> **Stated exercise**
Write out the entries, please, from the line containing "Tag one point on each instance of the dry" through their final line, exactly and with nothing else.

> **Stored data**
########################################
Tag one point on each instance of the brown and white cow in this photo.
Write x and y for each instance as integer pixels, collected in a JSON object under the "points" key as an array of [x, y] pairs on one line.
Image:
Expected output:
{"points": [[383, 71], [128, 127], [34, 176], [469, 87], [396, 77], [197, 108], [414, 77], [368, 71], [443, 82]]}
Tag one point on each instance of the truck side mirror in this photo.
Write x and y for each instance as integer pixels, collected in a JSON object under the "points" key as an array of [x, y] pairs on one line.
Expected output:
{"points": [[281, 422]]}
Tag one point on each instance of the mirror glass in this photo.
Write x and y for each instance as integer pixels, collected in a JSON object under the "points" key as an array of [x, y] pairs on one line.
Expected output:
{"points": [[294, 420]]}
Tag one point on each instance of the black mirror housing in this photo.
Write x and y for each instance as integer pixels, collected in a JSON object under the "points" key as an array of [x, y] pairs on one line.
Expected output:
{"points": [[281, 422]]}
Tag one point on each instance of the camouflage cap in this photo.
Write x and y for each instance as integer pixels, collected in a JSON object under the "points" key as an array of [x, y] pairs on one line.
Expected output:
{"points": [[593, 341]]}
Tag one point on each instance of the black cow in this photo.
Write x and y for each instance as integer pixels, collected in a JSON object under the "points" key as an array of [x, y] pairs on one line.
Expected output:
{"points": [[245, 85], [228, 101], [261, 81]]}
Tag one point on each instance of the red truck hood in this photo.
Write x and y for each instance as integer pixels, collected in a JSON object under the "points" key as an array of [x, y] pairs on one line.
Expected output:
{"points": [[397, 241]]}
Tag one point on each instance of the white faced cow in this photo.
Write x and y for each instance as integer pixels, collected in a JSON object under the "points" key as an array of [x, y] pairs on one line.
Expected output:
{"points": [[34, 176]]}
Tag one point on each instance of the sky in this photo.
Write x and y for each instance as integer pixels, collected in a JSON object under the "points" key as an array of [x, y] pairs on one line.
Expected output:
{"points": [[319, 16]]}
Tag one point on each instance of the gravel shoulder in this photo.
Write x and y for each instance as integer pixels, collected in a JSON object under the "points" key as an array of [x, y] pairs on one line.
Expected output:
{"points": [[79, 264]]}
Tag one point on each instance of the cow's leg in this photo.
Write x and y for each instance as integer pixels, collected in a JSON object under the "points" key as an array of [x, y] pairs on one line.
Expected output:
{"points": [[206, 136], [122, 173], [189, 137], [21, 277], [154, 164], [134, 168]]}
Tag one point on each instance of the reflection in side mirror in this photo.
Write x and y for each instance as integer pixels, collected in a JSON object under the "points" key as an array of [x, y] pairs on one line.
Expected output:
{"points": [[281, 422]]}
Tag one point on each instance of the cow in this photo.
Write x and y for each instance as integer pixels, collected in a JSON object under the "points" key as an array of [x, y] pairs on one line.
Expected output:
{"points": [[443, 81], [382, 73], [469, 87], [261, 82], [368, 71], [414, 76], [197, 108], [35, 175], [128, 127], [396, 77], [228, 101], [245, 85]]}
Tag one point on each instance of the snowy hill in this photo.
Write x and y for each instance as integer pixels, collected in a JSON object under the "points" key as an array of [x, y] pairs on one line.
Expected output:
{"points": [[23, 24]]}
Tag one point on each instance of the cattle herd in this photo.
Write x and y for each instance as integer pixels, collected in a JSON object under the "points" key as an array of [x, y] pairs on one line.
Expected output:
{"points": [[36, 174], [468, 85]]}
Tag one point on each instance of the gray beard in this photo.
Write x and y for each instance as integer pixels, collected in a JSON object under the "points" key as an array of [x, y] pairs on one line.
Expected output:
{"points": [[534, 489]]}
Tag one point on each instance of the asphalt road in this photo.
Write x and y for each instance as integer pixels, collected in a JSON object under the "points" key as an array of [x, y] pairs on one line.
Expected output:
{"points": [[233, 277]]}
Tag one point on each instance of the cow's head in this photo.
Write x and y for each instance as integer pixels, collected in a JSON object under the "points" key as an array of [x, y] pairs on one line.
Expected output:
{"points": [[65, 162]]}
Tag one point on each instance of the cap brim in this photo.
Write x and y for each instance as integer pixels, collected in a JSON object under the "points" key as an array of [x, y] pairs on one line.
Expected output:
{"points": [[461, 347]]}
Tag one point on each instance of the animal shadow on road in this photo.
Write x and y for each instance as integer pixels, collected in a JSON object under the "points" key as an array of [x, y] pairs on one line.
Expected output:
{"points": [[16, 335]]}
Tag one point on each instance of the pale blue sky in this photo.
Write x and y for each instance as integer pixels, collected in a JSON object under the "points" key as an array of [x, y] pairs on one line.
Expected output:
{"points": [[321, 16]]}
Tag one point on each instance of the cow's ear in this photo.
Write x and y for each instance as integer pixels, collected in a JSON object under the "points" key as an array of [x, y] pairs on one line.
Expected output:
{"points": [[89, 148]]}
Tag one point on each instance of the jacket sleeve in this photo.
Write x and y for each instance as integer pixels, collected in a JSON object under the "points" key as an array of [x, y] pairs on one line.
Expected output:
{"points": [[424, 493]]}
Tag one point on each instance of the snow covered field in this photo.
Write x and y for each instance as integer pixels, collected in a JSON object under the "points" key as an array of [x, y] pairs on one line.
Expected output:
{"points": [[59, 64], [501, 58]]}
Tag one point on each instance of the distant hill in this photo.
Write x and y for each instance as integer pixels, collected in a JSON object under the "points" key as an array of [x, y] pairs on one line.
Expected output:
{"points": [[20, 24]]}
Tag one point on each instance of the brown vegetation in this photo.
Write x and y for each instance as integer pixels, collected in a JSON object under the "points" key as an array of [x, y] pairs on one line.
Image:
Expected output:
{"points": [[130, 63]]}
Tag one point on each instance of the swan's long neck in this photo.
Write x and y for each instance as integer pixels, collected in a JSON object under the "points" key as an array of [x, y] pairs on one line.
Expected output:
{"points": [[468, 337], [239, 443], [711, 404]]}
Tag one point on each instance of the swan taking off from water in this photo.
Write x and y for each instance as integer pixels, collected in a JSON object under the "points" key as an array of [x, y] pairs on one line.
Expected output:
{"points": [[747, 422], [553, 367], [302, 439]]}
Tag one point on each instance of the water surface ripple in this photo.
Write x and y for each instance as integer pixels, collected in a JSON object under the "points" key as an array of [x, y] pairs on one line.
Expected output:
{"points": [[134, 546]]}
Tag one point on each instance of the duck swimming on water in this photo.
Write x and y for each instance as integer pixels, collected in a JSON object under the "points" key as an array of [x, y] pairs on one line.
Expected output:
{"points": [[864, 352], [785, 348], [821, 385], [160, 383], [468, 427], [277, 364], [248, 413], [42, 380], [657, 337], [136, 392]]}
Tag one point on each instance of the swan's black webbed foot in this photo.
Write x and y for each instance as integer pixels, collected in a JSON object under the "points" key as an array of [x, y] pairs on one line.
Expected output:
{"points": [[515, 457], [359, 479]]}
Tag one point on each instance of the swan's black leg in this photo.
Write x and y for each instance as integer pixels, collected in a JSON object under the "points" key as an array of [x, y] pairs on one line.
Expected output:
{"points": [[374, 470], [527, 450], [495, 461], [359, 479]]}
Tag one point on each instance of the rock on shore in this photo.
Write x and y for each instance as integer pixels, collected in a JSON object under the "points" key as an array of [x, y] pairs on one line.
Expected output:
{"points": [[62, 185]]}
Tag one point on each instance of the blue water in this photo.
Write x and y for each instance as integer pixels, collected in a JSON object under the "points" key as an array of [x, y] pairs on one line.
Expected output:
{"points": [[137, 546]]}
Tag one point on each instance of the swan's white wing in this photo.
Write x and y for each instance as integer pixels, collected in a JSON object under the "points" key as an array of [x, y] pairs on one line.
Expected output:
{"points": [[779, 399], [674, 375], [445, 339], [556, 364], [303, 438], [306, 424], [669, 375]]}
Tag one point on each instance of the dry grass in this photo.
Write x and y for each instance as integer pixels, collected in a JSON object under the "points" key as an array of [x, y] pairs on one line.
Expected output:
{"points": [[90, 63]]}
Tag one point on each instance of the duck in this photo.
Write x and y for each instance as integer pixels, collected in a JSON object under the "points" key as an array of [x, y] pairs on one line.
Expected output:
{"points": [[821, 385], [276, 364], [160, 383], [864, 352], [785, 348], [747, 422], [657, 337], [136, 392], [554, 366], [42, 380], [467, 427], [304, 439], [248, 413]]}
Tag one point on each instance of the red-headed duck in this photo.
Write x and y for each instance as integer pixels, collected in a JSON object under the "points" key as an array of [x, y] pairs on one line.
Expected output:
########################################
> **Exercise response**
Tag one point on each instance of the dry grass in this photo.
Write x and y for each instance as integer pixels, collected in a JSON object under the "points" key as an array of [x, y] pairs on one line.
Expected output:
{"points": [[90, 63]]}
Tag one point on each instance of the duck in this photo.
Write x and y for each instance as integer pixels, collected in a JSON object under the "points" key as an array of [x, y] pairs on one line.
Expected output:
{"points": [[821, 385], [276, 364], [160, 383], [864, 352], [785, 348], [747, 422], [657, 337], [136, 392], [554, 366], [42, 380], [467, 427], [304, 439], [248, 413]]}
Tag one point on each instance of the red-headed duck in this photo.
Write x and y for each instance as integer pixels, collected in a JSON object under the "points" key as an array of [x, y] pairs on one line.
Expected output:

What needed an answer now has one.